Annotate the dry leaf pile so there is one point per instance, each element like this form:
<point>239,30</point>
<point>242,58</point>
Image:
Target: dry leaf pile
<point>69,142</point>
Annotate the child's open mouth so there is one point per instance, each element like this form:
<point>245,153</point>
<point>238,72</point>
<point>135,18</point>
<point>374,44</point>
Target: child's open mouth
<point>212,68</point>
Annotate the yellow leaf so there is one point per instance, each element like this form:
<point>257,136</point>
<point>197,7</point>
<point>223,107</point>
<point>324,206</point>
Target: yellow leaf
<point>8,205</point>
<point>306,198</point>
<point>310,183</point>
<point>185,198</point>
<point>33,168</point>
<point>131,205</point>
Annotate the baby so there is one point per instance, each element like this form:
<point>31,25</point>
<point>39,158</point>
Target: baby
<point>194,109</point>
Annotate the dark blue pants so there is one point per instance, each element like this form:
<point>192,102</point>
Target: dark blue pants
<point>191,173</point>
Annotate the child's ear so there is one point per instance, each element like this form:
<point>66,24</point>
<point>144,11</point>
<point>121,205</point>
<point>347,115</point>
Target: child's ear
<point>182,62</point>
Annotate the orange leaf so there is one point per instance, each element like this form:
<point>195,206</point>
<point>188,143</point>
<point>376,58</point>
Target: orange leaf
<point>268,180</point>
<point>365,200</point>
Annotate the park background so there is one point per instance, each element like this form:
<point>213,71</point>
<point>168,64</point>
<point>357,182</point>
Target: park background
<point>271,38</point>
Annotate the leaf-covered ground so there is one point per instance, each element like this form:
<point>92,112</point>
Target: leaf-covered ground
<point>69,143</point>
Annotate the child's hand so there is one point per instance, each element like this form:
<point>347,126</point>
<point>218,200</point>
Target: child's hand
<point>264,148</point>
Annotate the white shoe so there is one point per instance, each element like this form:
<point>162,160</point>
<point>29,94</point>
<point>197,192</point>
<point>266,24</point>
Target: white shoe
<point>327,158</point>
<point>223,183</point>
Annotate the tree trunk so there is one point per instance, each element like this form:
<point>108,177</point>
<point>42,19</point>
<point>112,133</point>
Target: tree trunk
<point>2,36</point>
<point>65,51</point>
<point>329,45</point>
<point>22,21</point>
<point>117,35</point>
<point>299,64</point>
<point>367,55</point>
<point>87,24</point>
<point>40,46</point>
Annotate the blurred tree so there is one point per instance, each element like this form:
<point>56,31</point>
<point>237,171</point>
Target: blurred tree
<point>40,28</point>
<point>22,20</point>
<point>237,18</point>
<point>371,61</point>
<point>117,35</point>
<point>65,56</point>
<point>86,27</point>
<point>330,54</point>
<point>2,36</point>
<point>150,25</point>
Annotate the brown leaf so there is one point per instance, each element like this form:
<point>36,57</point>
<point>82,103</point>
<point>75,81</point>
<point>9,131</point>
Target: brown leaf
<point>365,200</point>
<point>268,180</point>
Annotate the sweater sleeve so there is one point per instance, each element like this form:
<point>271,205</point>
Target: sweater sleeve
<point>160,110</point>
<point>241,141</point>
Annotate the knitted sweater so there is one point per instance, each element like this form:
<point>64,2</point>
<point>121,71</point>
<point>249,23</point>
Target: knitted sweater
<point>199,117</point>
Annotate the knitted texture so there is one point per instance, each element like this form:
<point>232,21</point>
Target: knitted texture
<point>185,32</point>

..............................

• Exercise requirements: Copy all of the material above word for word, without changing anything.

• Answer to the problem:
Annotate the dry leaf pile so there is one point per instance, each element like this form:
<point>239,30</point>
<point>242,58</point>
Image:
Target: dry leaf pile
<point>69,142</point>
Annotate the child's open mouth so there is one point per instance, each element like this form:
<point>245,153</point>
<point>238,72</point>
<point>135,18</point>
<point>374,44</point>
Target: child's open mouth
<point>212,68</point>
Annotate the yellow leaf so there is one point per instance, each element like this form:
<point>257,136</point>
<point>197,7</point>
<point>223,107</point>
<point>324,206</point>
Target: yellow leaf
<point>8,205</point>
<point>306,198</point>
<point>310,183</point>
<point>185,198</point>
<point>33,168</point>
<point>131,205</point>
Annotate the baby so there is one point per instance, each element like this form:
<point>31,25</point>
<point>39,158</point>
Target: baby
<point>194,109</point>
Annotate the dark blue pants so there is one point per instance, each element like this form:
<point>192,102</point>
Target: dark blue pants
<point>191,173</point>
Annotate the child's ear so there is one point per instance, each element like this form:
<point>66,24</point>
<point>144,11</point>
<point>121,205</point>
<point>347,115</point>
Target: child's ear
<point>182,62</point>
Annotate the orange leaf so there is one point per instance, each element like this form:
<point>195,206</point>
<point>188,143</point>
<point>376,58</point>
Target: orange leaf
<point>268,180</point>
<point>365,200</point>
Annotate the park background so there is one point per instance, each element like this form:
<point>213,71</point>
<point>168,64</point>
<point>357,182</point>
Target: park background
<point>271,38</point>
Annotate the leaf-covered ground so there is one point per instance, each element like this form:
<point>92,112</point>
Target: leaf-covered ground
<point>69,143</point>
Annotate the child's hand so there is one point per instance, each element like this form:
<point>347,126</point>
<point>218,200</point>
Target: child's hand
<point>264,148</point>
Annotate the white shoe so there is one point per instance, each element like this form:
<point>162,160</point>
<point>29,94</point>
<point>197,192</point>
<point>266,24</point>
Target: white shoe
<point>327,158</point>
<point>223,183</point>
Annotate the tree trunk so there is one point per instance, each element like this form:
<point>108,177</point>
<point>42,19</point>
<point>112,133</point>
Target: tree trunk
<point>2,36</point>
<point>65,51</point>
<point>329,45</point>
<point>22,21</point>
<point>117,35</point>
<point>299,64</point>
<point>367,55</point>
<point>87,24</point>
<point>40,46</point>
Annotate the blurred tree so there is one point per instance, each element like this form:
<point>56,31</point>
<point>237,171</point>
Target: blurred tree
<point>40,28</point>
<point>22,20</point>
<point>237,18</point>
<point>371,61</point>
<point>117,35</point>
<point>65,56</point>
<point>86,27</point>
<point>330,54</point>
<point>2,36</point>
<point>150,25</point>
Annotate the brown leaf so there is one point per instance, each element like this form:
<point>36,57</point>
<point>82,103</point>
<point>75,81</point>
<point>9,131</point>
Target: brown leaf
<point>365,200</point>
<point>268,180</point>
Annotate the sweater sleeve so there is one point per instance, each element like this form:
<point>271,205</point>
Target: sweater sleeve
<point>160,110</point>
<point>241,141</point>
Annotate the knitted sweater so there is one point per instance, each element like this form:
<point>64,2</point>
<point>121,71</point>
<point>249,23</point>
Target: knitted sweater
<point>199,117</point>
Annotate the knitted texture so there is one point per instance, each element like this form:
<point>232,21</point>
Target: knitted texture
<point>185,32</point>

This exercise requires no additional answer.